WHAT IS EXPECTED —
Type out each record word for word. Pictures stay out.

[Stored items]
----------
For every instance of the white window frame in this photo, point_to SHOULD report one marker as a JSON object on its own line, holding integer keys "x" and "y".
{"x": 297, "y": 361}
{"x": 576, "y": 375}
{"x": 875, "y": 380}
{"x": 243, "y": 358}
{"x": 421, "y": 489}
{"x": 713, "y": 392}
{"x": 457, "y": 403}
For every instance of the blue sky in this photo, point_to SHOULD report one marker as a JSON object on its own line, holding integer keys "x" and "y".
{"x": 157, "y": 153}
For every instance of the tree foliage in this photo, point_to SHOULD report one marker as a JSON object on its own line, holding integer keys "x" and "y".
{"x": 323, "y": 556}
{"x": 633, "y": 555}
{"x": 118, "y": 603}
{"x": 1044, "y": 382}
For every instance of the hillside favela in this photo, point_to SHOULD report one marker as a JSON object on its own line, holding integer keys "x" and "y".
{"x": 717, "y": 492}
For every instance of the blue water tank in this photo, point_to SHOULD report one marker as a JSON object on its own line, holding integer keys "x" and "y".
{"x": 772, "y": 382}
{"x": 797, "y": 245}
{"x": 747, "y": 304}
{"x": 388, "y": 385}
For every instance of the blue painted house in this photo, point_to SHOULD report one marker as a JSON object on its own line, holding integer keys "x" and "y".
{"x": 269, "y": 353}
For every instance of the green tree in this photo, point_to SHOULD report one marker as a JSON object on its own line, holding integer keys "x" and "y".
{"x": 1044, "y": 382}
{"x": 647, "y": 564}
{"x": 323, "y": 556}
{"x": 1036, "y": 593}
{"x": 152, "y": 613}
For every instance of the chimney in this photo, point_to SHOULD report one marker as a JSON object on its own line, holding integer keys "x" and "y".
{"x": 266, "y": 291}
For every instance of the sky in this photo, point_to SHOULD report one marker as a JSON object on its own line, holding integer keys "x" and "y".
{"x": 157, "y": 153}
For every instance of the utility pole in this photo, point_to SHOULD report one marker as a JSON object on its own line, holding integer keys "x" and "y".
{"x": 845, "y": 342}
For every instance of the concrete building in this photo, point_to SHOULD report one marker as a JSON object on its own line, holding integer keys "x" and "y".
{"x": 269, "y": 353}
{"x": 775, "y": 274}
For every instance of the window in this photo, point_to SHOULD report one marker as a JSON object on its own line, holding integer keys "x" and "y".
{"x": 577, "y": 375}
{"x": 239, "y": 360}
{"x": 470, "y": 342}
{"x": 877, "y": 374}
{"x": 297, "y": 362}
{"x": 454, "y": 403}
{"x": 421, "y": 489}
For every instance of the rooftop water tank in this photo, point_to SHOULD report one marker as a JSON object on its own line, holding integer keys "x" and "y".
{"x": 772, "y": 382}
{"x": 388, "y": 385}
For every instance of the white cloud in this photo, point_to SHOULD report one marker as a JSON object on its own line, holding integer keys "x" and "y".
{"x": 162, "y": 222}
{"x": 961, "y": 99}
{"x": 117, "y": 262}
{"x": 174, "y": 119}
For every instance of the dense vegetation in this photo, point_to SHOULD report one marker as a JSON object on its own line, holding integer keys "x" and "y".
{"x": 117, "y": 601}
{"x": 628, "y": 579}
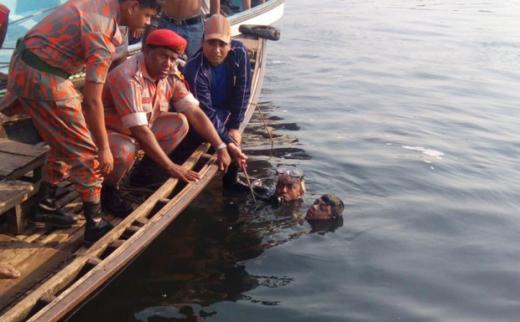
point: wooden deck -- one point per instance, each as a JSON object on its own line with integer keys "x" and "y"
{"x": 58, "y": 273}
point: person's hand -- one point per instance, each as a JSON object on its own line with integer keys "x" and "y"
{"x": 235, "y": 135}
{"x": 138, "y": 33}
{"x": 223, "y": 159}
{"x": 237, "y": 155}
{"x": 180, "y": 172}
{"x": 106, "y": 161}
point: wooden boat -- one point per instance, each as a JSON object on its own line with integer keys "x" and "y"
{"x": 58, "y": 272}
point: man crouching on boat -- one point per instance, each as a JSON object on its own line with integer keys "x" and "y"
{"x": 136, "y": 99}
{"x": 219, "y": 75}
{"x": 80, "y": 34}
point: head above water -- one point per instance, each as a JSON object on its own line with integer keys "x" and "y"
{"x": 327, "y": 207}
{"x": 137, "y": 14}
{"x": 290, "y": 184}
{"x": 217, "y": 39}
{"x": 163, "y": 48}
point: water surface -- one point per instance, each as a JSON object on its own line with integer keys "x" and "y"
{"x": 408, "y": 110}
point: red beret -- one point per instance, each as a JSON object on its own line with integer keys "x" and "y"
{"x": 167, "y": 38}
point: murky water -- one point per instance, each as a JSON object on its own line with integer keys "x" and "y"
{"x": 408, "y": 110}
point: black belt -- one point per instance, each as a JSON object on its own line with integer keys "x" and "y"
{"x": 189, "y": 21}
{"x": 37, "y": 63}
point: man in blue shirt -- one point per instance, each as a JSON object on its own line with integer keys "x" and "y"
{"x": 219, "y": 76}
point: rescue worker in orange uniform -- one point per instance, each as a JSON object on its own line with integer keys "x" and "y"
{"x": 80, "y": 34}
{"x": 137, "y": 100}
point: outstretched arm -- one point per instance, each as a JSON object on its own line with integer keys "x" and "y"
{"x": 151, "y": 147}
{"x": 203, "y": 126}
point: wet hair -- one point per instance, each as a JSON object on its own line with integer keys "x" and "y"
{"x": 335, "y": 203}
{"x": 152, "y": 4}
{"x": 328, "y": 225}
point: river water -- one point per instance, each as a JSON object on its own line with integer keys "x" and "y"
{"x": 408, "y": 110}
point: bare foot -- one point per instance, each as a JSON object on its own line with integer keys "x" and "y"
{"x": 7, "y": 271}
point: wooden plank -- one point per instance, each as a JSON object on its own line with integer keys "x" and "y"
{"x": 17, "y": 148}
{"x": 13, "y": 193}
{"x": 121, "y": 256}
{"x": 12, "y": 162}
{"x": 65, "y": 276}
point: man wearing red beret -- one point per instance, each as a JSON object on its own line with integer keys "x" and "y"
{"x": 78, "y": 35}
{"x": 137, "y": 98}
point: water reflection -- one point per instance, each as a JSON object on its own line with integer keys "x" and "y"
{"x": 201, "y": 260}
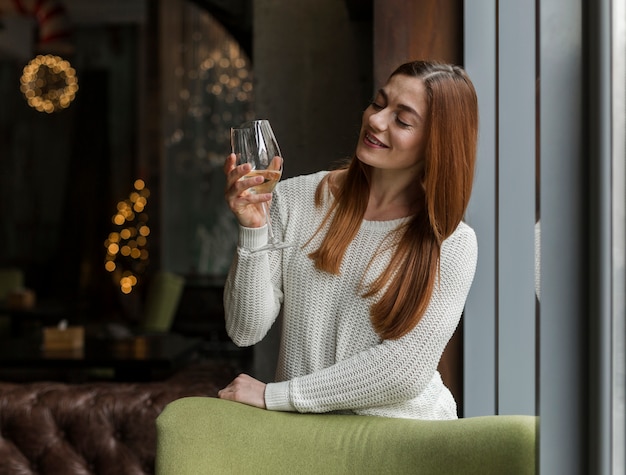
----------
REPLY —
For every instance of the white window frame in this photo, point_to SHOULD report one marker as a JSON object on its own line, holding integer keys "x" and "y".
{"x": 297, "y": 361}
{"x": 576, "y": 375}
{"x": 875, "y": 380}
{"x": 243, "y": 358}
{"x": 421, "y": 489}
{"x": 713, "y": 392}
{"x": 457, "y": 403}
For every instance of the blue sky in this photo, point_to SHOULD report one marker as a JSON object on its own line, holding integer keys "x" and "y".
{"x": 157, "y": 153}
For every instance of the tree foliage in this photo, point_to SHOULD report one marker as a JSON object on its own line, holding integer keys "x" and "y".
{"x": 323, "y": 556}
{"x": 633, "y": 555}
{"x": 118, "y": 603}
{"x": 1044, "y": 382}
For every instance of the hillside favela in this photo, point_to SHOULD report one marker as a JSON object on its own line, holding integer keys "x" and "y".
{"x": 717, "y": 492}
For every instance of the blue water tank in this photo, point_to SHOULD report one marker as a JSON object on its own line, holding integer keys "x" and "y".
{"x": 772, "y": 382}
{"x": 797, "y": 245}
{"x": 747, "y": 304}
{"x": 388, "y": 385}
For every instance of the blue painted house in this photo, point_to SHOULD report one marker as a JSON object on its own line, holding integer keys "x" and "y".
{"x": 269, "y": 353}
For every instance of the green tree in this photo, point_to SHOULD report one marker as a JSON object on its own line, holding integer keys "x" and "y".
{"x": 1044, "y": 382}
{"x": 647, "y": 564}
{"x": 323, "y": 556}
{"x": 1036, "y": 593}
{"x": 152, "y": 613}
For every instance of the chimney in this photo, point_to SHOULD report one marker as a JSON object on its own line, holding integer keys "x" and "y".
{"x": 266, "y": 291}
For every instance of the sky in this photo, point_to SHOULD report one marker as a JSON object on its own line, holding integer keys "x" and "y".
{"x": 157, "y": 153}
For every instance of the utility pole in this photo, point_to SHOULD report one marker as a JSON object on its own line, holding integer keys "x" and "y".
{"x": 845, "y": 342}
For every instance of the concrete building in this photo, point_to SHOULD report one marker as a JSON object on its own line, holding integer keys "x" and "y".
{"x": 269, "y": 353}
{"x": 775, "y": 274}
For every instance of the window in this photo, point_to SHOULD report one marker as a JSON object on its own line, holding integer keys "x" and "y".
{"x": 577, "y": 375}
{"x": 239, "y": 360}
{"x": 470, "y": 342}
{"x": 877, "y": 374}
{"x": 297, "y": 362}
{"x": 454, "y": 403}
{"x": 421, "y": 489}
For every instance of the rooftop water tank in this photo, point_to SHOULD report one marker as a JSON object on its own line, holding integer keys "x" and "y".
{"x": 772, "y": 382}
{"x": 388, "y": 385}
For every instance of the white cloud in this photo, point_to SHOULD report one marker as a JSON object on its own line, holding integer keys "x" and "y".
{"x": 162, "y": 222}
{"x": 961, "y": 99}
{"x": 117, "y": 262}
{"x": 174, "y": 119}
For every instance of the dense vegetation in this photo, point_to SHOULD report one marker as a JSON object on its own line, holding integer keys "x" and "y".
{"x": 117, "y": 601}
{"x": 628, "y": 579}
point: wooden deck -- one point per instance, each as a JSON object on its own line with integer keys "x" and "y"
{"x": 58, "y": 273}
point: person's hand -- one point per instance, each as a JSON object on its own line with integer keys "x" and "y"
{"x": 235, "y": 135}
{"x": 138, "y": 33}
{"x": 223, "y": 159}
{"x": 237, "y": 155}
{"x": 180, "y": 172}
{"x": 106, "y": 161}
point: wooden boat -- one point per instance, each as a JSON object on its own line with integer keys "x" and "y"
{"x": 58, "y": 272}
point: man crouching on boat -- one point per instance, each as a JSON object on its own line with integer keys "x" and "y"
{"x": 136, "y": 99}
{"x": 219, "y": 75}
{"x": 80, "y": 34}
point: head above water -- one point per instance, each as a JSON object on its own line with integer keys "x" and "y"
{"x": 327, "y": 207}
{"x": 137, "y": 14}
{"x": 290, "y": 184}
{"x": 217, "y": 39}
{"x": 163, "y": 48}
point: water surface -- one point per instance, each as a JSON object on its own line with integer keys "x" and "y"
{"x": 408, "y": 110}
point: red beret -- one point per instance, each as a JSON object on its own line with integer keys "x" and "y"
{"x": 167, "y": 38}
point: murky water -- one point per instance, each as a JSON object on its own line with integer keys "x" and "y"
{"x": 408, "y": 110}
point: black belt -- one point per instance, each as a JSON object on its own line with integer keys "x" and "y"
{"x": 189, "y": 21}
{"x": 37, "y": 63}
point: man in blue shirt -- one point per instance, each as a JSON object on its own line with integer keys "x" and "y"
{"x": 219, "y": 76}
point: rescue worker in orange uniform -- one point per instance, each as a JSON object on its own line with integer keys "x" and "y"
{"x": 80, "y": 34}
{"x": 137, "y": 100}
point: outstretched arm -- one point per instance, each as a JSON object on its own line with integer keys "x" and "y"
{"x": 151, "y": 147}
{"x": 203, "y": 126}
point: wet hair -- one point per instance, each as a JSON object on its own line with integer keys "x" and "y"
{"x": 335, "y": 203}
{"x": 152, "y": 4}
{"x": 328, "y": 225}
point: river water -- one point per instance, each as a JSON object on its own line with integer keys "x" and "y"
{"x": 408, "y": 110}
point: bare foot -- one point per instance, each as a JSON object on its own line with integer keys "x" and "y"
{"x": 7, "y": 271}
point: wooden plank -- one point per instance, each as a JSON object on its own line with integer keys "x" and "y"
{"x": 17, "y": 148}
{"x": 13, "y": 193}
{"x": 121, "y": 256}
{"x": 12, "y": 162}
{"x": 65, "y": 276}
point: man wearing red beret -- one point per instance, each as a JSON object on its own line with integer keys "x" and "y"
{"x": 78, "y": 35}
{"x": 137, "y": 98}
point: water reflection -- one point per instance, each as a JSON object on its own line with integer keys "x" and "y"
{"x": 201, "y": 260}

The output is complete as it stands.